Find every line in the entries below that contains the word "green" and copy each of those lines.

Segmentation labeling entries

####

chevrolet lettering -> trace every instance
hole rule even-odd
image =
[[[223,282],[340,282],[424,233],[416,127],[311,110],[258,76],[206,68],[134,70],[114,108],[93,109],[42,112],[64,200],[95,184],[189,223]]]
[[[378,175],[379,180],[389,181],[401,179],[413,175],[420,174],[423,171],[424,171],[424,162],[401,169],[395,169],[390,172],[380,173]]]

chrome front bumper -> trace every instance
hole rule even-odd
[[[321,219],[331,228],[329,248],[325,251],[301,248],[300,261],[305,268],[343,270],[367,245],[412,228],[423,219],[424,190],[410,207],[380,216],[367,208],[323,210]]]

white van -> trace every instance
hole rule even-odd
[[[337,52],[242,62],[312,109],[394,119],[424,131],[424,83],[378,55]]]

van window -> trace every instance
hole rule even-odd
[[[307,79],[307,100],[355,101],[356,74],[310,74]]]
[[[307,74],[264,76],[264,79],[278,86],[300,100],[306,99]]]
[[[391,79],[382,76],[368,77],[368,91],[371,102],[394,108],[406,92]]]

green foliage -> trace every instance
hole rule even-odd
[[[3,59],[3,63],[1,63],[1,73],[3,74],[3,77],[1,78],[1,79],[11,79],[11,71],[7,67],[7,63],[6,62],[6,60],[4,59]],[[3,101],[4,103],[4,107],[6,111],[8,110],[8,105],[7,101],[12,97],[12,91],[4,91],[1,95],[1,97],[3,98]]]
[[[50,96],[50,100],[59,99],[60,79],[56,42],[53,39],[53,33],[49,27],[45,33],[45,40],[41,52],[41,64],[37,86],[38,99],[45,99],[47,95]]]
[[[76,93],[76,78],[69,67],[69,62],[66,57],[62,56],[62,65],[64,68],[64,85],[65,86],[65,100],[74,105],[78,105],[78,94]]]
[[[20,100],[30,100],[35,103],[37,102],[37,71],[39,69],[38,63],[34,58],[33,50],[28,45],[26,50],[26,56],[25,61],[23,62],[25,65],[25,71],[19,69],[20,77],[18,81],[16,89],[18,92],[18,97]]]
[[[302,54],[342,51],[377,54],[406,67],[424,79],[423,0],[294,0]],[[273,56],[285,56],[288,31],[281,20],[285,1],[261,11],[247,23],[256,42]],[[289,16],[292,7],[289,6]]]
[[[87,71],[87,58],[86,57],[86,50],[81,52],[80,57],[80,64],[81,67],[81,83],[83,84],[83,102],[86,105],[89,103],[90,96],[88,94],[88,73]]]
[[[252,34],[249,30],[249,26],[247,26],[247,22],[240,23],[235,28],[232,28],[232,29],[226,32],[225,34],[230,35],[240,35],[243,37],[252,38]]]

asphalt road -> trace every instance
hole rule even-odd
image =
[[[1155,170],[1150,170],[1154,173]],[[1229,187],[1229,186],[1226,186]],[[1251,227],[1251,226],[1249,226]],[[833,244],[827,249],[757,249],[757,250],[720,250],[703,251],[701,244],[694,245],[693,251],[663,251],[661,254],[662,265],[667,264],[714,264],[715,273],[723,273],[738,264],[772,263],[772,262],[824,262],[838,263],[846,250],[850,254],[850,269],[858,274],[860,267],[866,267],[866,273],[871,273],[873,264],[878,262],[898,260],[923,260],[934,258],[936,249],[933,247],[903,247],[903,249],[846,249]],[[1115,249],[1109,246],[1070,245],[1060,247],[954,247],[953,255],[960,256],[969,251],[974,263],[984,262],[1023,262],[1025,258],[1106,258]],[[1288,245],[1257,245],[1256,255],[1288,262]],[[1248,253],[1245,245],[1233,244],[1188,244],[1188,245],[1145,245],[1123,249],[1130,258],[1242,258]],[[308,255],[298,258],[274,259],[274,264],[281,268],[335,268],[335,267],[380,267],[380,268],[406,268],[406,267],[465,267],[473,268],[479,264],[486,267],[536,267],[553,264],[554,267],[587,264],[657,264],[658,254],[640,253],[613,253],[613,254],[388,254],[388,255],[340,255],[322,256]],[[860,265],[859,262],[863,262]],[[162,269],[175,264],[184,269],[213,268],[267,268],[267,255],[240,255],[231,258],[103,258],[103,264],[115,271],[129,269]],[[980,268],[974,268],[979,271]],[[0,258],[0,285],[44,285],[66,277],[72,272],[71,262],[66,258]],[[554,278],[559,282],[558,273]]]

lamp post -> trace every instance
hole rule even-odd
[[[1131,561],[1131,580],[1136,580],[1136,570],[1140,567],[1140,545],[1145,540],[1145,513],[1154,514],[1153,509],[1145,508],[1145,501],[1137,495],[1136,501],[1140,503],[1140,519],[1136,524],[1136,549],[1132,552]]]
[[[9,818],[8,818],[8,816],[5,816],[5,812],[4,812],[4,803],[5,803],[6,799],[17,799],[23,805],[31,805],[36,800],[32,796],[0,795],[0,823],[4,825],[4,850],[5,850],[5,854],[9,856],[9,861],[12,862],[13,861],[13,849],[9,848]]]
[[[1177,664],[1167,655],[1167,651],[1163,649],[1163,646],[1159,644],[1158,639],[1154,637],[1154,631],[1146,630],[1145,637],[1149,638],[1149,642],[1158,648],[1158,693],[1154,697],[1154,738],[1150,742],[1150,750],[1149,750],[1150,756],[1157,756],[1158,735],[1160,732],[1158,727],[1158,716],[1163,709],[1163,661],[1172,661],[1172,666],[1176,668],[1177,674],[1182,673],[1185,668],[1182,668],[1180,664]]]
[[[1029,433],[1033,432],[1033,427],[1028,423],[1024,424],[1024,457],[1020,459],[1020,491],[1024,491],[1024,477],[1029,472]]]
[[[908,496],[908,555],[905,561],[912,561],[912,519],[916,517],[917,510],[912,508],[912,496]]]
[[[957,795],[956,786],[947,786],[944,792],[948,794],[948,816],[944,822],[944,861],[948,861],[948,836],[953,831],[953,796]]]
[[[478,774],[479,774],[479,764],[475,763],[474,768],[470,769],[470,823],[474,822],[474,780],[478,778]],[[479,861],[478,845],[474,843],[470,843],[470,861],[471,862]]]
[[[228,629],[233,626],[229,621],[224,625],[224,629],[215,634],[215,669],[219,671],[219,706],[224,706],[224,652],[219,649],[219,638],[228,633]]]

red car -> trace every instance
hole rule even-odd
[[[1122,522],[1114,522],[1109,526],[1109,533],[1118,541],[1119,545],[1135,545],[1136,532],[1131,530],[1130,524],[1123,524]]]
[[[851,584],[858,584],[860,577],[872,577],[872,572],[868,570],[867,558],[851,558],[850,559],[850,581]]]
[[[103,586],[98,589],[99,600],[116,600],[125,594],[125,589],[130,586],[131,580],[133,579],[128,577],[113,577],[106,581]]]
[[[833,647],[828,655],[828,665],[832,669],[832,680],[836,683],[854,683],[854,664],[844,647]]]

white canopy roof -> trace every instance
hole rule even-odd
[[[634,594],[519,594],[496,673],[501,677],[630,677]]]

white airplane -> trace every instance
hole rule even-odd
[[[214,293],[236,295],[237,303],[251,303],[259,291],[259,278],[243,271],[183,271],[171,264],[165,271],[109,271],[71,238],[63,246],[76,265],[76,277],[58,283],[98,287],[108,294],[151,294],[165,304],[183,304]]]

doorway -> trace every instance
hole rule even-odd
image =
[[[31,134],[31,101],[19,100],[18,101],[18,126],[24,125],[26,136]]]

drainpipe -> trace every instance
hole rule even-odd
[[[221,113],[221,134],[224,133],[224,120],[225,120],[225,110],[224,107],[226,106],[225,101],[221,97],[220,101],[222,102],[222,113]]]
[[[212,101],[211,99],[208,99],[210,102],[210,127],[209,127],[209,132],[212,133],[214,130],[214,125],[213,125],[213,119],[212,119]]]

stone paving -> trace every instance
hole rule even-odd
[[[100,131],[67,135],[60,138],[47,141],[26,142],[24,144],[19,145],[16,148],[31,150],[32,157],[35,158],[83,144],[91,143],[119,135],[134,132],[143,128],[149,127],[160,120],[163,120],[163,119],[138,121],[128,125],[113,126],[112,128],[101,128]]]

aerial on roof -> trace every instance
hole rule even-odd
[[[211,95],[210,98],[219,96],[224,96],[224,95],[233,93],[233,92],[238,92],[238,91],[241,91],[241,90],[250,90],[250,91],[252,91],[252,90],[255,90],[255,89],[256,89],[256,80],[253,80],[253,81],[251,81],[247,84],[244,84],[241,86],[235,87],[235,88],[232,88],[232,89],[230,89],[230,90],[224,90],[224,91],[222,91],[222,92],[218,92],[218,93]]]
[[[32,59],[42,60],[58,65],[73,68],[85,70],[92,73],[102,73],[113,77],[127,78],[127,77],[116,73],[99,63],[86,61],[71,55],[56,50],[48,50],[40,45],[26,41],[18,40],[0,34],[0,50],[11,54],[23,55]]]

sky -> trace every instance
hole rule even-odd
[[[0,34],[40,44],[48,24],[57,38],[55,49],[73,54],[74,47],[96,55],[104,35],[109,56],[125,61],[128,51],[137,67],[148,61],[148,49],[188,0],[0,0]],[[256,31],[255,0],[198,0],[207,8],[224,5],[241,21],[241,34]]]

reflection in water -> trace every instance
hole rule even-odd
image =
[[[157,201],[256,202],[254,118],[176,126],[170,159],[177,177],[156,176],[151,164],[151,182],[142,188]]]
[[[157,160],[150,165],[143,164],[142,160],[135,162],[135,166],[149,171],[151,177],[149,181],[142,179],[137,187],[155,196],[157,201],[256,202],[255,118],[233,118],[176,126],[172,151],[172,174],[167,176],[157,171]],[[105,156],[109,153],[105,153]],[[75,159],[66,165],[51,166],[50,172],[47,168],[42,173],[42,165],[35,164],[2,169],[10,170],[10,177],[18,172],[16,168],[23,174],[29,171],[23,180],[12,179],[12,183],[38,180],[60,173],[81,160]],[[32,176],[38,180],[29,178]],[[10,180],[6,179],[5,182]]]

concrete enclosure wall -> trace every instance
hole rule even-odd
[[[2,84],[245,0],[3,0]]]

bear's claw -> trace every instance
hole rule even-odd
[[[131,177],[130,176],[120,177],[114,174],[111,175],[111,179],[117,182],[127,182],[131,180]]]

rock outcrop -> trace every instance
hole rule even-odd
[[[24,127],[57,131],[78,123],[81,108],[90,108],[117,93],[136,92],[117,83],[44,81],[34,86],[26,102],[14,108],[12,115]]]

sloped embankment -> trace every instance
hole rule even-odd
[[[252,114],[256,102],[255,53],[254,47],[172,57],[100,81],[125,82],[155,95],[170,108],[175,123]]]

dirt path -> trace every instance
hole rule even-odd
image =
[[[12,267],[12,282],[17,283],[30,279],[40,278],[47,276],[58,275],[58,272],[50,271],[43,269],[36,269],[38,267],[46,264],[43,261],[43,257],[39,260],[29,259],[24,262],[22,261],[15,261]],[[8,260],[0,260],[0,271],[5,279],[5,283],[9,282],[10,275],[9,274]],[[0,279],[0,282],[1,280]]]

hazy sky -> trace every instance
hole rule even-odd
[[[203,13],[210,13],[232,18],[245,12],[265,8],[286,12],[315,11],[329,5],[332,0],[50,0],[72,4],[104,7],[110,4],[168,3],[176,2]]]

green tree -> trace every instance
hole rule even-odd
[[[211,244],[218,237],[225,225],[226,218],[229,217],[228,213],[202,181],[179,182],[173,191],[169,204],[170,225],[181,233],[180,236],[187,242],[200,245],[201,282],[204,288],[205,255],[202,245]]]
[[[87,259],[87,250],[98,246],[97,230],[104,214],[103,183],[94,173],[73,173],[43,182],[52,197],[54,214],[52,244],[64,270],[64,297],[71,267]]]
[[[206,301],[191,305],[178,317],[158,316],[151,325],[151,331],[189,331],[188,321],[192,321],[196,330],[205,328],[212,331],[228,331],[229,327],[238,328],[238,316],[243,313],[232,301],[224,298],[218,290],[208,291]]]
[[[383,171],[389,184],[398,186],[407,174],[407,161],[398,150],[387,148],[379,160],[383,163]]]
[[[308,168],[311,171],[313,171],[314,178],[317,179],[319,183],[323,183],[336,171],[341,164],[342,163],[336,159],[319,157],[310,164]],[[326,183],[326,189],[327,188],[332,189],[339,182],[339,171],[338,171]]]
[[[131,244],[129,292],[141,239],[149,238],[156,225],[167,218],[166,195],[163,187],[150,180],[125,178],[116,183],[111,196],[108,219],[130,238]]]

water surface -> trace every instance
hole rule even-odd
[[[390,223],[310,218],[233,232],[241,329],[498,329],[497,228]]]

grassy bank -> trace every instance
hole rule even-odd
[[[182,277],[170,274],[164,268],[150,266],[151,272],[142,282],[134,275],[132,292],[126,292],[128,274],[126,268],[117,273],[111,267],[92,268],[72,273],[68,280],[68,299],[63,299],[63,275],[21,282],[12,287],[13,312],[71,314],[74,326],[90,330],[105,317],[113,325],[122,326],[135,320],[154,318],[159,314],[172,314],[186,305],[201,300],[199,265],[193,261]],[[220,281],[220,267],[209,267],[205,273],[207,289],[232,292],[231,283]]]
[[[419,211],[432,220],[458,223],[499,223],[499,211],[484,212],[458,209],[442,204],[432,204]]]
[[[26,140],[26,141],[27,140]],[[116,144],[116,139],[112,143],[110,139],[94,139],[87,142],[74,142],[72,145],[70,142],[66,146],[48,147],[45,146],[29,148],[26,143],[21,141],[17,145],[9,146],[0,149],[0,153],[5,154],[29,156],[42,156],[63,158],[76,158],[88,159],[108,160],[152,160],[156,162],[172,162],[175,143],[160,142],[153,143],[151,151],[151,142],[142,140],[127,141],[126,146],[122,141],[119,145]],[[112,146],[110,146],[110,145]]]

####

RESULT OF THE TASK –
green foliage -> trace every instance
green tree -> trace every instance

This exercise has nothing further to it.